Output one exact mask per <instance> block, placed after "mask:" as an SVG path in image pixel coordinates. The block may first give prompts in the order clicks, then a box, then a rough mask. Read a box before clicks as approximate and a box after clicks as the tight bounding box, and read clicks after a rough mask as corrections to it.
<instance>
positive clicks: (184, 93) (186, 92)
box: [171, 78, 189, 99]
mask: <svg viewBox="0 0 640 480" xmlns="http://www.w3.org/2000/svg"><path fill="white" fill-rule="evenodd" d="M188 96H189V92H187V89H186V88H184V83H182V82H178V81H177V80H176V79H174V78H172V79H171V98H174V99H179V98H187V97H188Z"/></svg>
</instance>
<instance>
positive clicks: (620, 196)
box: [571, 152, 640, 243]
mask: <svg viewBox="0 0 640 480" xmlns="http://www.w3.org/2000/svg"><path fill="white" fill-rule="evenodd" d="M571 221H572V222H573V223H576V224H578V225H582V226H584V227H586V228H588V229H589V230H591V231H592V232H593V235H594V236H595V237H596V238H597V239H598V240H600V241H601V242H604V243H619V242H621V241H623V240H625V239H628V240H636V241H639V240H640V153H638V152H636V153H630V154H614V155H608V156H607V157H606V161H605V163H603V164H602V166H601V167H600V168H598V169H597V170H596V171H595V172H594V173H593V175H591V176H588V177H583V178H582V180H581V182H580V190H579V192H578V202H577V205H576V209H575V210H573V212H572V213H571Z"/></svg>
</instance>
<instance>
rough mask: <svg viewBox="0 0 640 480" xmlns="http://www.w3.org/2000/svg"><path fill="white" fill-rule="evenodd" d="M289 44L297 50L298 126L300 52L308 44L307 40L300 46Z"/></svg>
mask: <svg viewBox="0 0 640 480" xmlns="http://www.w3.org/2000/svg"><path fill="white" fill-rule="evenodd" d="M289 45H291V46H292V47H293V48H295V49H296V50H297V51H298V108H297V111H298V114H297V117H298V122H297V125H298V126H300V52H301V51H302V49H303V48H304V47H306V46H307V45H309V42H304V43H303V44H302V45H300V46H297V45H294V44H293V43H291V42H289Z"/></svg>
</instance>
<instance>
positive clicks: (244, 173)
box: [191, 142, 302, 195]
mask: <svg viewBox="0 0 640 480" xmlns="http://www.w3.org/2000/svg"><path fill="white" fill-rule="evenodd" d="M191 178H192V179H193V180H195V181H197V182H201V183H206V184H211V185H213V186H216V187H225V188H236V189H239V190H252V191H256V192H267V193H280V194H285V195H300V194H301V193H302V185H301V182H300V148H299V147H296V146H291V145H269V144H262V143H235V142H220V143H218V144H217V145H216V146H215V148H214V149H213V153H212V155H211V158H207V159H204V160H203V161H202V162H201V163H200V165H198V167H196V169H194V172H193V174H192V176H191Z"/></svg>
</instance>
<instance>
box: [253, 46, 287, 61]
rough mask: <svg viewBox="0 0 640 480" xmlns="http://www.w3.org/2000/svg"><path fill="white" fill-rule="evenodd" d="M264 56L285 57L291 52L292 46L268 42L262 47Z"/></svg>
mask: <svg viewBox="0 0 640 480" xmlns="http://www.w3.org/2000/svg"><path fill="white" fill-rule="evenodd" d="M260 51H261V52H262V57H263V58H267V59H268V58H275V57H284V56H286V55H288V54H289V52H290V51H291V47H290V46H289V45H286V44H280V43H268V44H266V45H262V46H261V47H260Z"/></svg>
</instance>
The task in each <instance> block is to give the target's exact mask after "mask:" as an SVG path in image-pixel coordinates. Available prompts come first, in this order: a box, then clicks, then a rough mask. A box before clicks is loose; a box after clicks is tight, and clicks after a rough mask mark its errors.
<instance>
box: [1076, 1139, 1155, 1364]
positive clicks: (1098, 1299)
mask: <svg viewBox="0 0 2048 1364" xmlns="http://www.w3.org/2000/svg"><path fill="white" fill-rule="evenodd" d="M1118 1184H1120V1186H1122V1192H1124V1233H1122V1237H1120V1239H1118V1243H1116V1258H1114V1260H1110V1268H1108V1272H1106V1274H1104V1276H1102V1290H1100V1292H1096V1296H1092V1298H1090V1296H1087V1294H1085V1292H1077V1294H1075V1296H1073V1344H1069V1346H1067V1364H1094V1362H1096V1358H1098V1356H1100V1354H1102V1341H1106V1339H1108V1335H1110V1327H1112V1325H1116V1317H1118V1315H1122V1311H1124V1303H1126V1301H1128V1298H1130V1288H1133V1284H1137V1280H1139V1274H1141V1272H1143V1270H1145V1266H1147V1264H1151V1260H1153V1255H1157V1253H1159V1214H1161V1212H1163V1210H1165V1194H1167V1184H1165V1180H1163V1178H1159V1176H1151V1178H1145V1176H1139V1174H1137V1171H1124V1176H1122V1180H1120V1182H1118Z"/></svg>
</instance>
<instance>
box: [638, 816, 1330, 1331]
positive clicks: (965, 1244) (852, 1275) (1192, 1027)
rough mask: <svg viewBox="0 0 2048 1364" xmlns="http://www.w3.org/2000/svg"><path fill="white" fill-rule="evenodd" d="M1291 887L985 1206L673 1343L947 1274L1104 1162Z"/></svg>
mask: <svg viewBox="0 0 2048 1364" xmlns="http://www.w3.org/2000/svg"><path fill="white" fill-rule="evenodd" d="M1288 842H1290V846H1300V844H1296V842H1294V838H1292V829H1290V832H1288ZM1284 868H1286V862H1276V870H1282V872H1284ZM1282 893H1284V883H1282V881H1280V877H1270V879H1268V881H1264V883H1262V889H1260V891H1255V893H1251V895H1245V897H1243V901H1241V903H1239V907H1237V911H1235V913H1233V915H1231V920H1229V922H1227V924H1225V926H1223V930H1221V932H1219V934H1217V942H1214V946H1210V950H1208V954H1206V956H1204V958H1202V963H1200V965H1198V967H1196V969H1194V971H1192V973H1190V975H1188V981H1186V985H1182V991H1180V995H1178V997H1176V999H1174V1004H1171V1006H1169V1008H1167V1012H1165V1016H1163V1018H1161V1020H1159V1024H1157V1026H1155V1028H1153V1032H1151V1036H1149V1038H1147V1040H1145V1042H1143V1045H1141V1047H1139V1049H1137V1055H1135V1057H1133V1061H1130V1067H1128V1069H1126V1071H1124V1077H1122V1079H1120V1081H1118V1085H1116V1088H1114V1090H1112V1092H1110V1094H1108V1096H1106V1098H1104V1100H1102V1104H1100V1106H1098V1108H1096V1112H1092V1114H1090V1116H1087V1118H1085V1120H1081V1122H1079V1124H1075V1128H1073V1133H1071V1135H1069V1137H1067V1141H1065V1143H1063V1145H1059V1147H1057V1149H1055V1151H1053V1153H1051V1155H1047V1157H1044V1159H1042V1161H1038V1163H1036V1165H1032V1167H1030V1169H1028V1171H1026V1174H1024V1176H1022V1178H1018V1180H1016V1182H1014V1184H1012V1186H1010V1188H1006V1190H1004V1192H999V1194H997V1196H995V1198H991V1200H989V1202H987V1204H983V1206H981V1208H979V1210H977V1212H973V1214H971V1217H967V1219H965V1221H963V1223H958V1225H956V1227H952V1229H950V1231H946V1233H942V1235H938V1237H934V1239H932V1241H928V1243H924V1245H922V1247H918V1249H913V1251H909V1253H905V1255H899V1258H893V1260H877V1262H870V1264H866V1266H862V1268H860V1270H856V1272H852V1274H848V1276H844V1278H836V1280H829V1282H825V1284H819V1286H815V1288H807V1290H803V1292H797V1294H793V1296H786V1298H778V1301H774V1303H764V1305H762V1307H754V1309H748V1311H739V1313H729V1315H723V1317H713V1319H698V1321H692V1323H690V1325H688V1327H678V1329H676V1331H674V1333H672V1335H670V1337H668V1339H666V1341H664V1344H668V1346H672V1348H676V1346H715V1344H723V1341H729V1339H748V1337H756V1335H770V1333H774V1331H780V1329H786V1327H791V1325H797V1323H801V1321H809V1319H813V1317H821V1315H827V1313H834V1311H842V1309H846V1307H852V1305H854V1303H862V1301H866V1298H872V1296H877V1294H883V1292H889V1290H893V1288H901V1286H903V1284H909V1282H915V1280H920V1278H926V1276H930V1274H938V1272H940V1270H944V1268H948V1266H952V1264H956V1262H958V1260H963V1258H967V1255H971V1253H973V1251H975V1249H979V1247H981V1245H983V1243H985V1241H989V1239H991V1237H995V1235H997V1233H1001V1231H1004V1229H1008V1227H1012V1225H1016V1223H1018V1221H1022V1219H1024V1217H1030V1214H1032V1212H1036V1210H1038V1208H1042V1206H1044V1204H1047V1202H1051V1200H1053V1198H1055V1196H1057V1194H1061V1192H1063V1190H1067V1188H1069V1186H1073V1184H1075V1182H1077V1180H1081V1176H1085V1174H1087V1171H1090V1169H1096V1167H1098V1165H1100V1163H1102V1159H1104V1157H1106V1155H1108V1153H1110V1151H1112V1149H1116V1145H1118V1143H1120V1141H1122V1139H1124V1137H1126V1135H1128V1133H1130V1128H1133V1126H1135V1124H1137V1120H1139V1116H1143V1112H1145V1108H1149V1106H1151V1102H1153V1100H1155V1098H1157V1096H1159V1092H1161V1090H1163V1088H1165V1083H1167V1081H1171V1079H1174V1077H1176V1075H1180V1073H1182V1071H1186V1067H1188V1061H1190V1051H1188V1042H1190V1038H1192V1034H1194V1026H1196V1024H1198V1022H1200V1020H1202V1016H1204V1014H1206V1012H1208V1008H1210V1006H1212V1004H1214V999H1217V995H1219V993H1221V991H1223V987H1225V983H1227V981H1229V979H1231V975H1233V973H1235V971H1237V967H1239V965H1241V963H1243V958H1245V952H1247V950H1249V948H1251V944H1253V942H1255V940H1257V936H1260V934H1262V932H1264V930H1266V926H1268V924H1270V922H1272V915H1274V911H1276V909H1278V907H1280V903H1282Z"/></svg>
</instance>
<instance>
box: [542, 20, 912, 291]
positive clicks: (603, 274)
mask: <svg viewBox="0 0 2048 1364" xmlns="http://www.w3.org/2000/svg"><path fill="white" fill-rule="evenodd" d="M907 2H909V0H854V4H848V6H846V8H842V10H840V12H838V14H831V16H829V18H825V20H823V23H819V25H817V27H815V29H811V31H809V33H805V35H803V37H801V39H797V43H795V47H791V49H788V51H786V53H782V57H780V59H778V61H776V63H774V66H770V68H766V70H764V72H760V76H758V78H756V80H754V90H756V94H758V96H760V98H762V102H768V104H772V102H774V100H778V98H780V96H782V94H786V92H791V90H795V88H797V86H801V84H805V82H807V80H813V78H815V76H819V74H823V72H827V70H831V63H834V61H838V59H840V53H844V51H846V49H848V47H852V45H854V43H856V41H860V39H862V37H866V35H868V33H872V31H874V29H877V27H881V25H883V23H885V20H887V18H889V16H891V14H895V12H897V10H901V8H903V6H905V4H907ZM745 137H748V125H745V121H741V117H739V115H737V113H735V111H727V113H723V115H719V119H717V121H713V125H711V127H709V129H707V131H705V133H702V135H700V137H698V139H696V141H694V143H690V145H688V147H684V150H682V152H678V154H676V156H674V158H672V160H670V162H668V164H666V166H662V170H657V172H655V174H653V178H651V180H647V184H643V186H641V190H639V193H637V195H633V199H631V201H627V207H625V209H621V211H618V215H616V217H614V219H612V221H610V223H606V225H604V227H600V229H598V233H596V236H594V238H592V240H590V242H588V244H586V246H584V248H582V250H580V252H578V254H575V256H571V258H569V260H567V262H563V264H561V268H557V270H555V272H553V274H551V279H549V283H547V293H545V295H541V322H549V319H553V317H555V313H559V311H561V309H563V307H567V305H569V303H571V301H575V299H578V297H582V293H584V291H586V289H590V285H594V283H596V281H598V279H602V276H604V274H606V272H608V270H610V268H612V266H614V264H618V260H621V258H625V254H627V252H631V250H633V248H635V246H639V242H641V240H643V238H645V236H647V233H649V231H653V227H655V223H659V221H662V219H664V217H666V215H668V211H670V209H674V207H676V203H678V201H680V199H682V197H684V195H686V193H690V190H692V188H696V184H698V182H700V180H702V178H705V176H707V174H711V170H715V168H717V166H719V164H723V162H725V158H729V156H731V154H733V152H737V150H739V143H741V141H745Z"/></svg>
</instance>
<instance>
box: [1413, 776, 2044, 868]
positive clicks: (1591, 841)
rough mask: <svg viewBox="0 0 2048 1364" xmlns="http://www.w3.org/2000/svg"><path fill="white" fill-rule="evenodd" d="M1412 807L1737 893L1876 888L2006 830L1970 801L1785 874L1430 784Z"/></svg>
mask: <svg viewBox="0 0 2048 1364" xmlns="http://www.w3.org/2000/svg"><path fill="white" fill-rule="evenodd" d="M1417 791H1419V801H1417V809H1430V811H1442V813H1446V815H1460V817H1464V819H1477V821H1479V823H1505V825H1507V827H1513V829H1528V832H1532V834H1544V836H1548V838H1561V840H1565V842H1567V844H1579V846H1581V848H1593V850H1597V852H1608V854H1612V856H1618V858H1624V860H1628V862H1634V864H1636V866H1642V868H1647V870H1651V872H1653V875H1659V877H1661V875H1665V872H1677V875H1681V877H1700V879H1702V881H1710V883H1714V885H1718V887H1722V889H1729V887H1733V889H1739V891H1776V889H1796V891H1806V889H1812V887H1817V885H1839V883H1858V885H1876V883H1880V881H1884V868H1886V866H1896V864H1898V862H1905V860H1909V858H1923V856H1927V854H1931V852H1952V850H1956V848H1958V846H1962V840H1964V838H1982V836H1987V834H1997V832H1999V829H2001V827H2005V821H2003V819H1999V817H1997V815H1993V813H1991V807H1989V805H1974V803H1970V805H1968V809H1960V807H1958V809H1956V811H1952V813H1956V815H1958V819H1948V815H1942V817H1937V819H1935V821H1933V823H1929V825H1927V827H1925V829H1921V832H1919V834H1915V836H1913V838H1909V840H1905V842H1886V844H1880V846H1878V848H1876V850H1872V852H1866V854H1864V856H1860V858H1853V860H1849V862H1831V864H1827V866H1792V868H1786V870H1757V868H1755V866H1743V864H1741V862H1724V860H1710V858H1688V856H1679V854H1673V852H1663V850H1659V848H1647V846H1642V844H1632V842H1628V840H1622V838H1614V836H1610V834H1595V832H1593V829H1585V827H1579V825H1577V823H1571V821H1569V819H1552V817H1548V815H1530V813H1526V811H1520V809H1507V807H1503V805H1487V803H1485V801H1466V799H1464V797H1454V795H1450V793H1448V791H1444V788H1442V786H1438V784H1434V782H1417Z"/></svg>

****************************************

[OBIETTIVO DEL COMPITO]
Quali righe qui sopra contengono la parola "positive"? Restituiscile tutte, copiando ciascuna per intero.

[RISPOSTA AL PROBLEMA]
positive clicks: (184, 93) (186, 92)
positive clicks: (620, 196)
positive clicks: (244, 173)
positive clicks: (1098, 1299)
positive clicks: (965, 1244) (852, 1275) (1192, 1027)
positive clicks: (603, 274)
positive clicks: (1591, 841)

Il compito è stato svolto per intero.